→ **TASK REQUIREMENTS**: Only one stretch of the data below should be repeated: the lines from the line containing "The service MUST place a point on the rope, one" through the line containing "The service MUST place a point on the man's head, one", inclusive, exactly as they are.

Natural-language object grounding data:
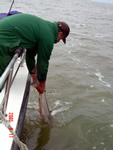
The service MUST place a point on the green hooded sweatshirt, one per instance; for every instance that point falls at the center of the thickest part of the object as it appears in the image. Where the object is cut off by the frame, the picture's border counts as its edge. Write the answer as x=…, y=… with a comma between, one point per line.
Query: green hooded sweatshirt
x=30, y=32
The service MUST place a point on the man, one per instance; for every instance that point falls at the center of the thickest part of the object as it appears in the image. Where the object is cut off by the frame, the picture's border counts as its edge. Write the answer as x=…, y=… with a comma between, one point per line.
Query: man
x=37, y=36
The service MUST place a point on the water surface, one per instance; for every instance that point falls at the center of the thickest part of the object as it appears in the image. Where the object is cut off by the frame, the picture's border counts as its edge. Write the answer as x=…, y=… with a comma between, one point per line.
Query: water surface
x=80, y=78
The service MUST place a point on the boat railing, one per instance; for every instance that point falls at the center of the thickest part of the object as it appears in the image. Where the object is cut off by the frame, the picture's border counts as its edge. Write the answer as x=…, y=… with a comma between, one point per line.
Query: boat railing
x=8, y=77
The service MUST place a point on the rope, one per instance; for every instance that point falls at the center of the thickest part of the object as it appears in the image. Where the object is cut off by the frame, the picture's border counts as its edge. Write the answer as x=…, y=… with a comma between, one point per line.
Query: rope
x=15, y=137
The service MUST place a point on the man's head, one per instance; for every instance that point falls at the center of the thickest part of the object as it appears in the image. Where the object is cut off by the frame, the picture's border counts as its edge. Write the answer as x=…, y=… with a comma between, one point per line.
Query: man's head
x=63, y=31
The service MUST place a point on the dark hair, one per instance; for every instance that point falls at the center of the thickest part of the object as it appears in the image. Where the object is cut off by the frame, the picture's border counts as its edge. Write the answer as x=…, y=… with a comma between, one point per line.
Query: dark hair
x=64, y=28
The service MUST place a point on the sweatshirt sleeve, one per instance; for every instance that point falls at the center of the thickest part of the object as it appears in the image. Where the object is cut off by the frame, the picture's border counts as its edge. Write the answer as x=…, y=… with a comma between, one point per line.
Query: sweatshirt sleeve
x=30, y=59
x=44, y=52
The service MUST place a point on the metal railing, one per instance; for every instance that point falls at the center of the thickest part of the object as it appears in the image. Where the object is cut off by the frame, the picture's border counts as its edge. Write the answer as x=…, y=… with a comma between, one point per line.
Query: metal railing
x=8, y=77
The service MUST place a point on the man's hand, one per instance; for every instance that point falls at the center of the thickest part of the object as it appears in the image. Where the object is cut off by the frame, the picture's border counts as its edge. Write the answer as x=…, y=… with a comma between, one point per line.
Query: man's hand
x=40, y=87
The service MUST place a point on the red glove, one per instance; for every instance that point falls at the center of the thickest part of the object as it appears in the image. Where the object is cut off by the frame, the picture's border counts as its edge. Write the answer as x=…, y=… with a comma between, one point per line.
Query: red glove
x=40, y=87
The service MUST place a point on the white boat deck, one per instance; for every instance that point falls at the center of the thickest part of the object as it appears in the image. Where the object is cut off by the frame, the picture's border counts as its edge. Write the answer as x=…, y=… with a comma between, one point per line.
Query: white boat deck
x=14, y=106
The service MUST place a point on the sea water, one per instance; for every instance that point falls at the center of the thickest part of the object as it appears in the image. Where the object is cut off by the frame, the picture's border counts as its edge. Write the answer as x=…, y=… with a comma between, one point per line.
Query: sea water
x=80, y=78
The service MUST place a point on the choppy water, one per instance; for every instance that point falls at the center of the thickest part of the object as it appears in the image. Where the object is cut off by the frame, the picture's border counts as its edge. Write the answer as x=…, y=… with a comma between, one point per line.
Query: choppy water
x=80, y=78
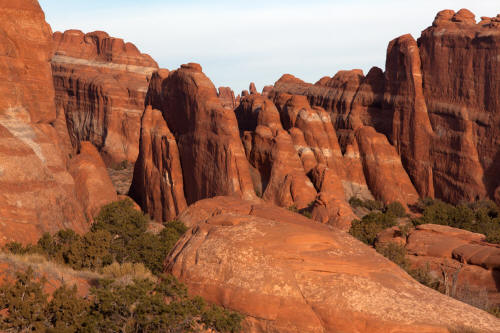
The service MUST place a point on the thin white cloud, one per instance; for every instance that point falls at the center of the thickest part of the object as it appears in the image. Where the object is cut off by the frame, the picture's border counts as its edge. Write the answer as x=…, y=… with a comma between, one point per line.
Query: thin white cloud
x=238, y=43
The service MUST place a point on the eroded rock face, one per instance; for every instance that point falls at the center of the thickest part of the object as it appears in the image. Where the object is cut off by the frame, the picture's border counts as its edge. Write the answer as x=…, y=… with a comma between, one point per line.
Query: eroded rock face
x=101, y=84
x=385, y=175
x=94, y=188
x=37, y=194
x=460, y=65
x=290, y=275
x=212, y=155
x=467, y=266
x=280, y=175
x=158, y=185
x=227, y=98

...

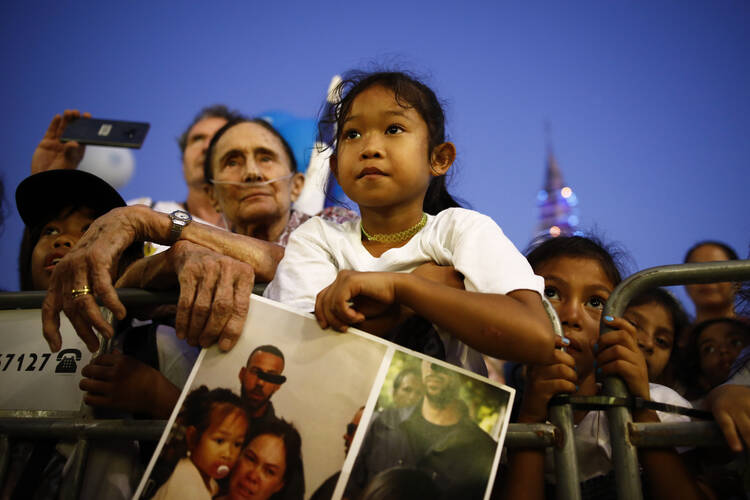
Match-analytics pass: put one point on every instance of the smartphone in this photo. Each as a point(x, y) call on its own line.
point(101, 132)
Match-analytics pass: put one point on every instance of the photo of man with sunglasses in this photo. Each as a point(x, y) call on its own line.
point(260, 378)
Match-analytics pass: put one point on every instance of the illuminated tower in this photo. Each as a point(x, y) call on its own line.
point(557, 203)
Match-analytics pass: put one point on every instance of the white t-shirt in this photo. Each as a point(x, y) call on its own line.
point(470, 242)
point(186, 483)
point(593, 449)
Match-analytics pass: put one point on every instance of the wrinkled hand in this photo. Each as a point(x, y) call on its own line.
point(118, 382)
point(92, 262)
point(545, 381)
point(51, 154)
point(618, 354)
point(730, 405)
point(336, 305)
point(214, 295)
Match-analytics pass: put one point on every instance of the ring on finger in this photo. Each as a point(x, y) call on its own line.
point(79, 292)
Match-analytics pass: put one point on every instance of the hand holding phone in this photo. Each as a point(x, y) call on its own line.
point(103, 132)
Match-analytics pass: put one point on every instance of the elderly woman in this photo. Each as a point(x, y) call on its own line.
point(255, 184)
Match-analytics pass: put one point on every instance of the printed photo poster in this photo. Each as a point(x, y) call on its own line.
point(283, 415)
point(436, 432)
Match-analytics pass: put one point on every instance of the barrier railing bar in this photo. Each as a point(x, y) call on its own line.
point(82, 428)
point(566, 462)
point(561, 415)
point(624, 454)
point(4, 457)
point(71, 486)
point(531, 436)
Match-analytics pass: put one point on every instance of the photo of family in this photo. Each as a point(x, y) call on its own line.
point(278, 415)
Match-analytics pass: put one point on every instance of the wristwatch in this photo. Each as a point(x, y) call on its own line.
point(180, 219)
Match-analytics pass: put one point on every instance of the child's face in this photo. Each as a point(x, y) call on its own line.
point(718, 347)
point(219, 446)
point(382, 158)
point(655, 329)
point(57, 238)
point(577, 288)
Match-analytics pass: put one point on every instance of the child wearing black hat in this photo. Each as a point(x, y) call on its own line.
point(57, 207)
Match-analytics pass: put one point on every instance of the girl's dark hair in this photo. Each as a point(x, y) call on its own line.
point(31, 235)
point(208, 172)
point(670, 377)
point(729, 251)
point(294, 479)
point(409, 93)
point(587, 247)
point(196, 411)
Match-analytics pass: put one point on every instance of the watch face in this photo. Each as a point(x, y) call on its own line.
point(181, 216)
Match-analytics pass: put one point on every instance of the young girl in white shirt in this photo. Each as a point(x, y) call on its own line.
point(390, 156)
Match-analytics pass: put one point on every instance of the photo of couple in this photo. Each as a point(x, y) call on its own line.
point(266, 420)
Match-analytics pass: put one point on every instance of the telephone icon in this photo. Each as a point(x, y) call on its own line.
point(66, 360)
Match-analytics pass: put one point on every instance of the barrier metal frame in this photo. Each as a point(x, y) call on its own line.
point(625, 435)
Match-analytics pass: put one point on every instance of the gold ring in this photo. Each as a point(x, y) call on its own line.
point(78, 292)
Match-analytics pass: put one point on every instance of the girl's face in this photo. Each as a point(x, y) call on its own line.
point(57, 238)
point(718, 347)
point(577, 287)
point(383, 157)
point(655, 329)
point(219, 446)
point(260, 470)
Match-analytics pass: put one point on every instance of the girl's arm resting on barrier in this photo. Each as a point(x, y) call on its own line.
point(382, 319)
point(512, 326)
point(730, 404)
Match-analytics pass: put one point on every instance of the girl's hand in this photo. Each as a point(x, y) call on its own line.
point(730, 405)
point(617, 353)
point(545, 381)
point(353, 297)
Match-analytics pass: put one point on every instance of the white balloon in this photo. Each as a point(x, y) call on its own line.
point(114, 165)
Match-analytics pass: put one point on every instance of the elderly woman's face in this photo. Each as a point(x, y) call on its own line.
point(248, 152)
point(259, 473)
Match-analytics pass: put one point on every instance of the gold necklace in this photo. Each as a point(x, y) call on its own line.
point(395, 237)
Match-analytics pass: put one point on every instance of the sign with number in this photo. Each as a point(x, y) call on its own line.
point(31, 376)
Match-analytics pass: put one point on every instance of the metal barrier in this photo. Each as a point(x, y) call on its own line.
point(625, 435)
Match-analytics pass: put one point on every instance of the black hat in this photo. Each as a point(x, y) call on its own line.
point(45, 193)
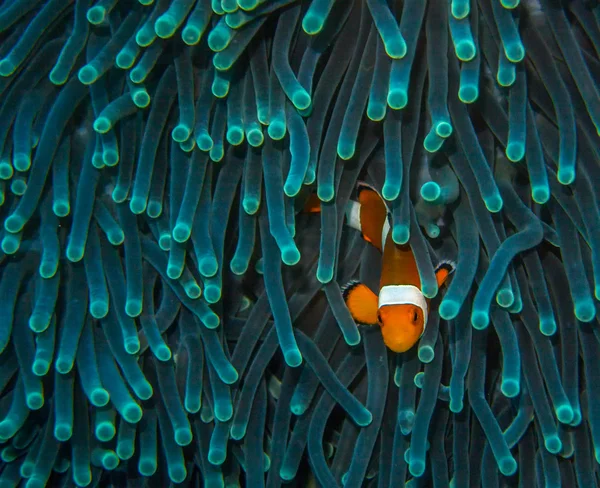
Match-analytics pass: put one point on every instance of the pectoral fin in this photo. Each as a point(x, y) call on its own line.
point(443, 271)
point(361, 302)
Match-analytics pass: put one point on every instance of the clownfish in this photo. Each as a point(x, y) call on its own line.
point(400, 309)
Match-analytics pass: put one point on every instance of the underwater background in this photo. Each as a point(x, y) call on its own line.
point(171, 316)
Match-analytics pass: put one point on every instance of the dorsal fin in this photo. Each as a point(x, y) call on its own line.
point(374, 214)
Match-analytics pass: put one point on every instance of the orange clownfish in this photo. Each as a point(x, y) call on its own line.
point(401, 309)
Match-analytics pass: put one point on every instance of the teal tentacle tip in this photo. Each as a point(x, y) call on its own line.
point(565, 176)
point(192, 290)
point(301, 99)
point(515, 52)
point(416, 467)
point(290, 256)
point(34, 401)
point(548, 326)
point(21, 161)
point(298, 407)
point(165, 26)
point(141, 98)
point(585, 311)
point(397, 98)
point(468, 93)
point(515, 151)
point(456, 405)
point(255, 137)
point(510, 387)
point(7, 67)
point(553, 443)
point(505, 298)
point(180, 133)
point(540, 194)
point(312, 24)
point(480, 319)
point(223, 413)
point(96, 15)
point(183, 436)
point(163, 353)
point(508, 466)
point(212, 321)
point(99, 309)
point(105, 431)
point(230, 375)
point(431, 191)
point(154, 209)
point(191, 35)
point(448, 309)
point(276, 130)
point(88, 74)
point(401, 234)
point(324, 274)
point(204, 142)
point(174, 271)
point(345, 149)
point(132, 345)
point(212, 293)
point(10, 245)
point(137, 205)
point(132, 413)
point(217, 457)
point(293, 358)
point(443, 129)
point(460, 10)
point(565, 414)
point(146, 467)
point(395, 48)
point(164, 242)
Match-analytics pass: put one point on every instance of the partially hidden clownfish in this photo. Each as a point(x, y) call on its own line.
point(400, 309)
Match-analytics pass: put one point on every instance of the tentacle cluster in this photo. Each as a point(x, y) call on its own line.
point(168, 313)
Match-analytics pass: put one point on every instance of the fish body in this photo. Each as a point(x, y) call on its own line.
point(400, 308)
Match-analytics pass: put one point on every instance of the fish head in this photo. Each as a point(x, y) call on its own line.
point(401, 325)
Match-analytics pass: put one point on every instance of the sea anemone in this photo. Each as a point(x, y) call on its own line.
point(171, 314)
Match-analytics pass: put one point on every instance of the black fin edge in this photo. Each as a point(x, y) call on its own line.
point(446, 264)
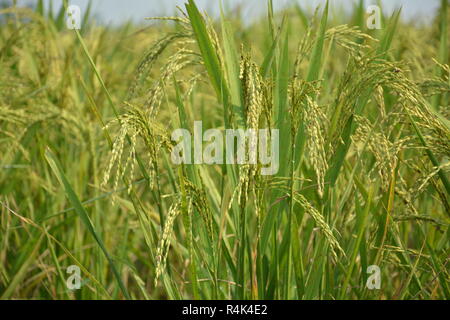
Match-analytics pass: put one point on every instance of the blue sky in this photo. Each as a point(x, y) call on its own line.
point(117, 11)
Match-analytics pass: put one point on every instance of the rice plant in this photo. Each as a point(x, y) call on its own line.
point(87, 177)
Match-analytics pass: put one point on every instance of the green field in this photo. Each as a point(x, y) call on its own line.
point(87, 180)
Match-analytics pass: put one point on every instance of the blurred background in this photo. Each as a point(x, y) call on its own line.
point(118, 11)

→ **RESULT OF THIS EXERCISE**:
The service MUST place a point on the rope, one per instance; for every instance that point falls at the center of the thickest part of the object as it appears in the image. Where the object is cut off by the frame, the picture's border counts as its edge. Write the answer as x=…, y=… with a comma between, one point per line.
Query: rope
x=15, y=137
The service MUST place a point on the man's head, one per instance; for every instance that point falls at the center of the thickest part of the object as it appears in the image. Where the object is cut off by the frame, the picture's border counts as its edge. Write the answer as x=…, y=… with a comma between, one point per line.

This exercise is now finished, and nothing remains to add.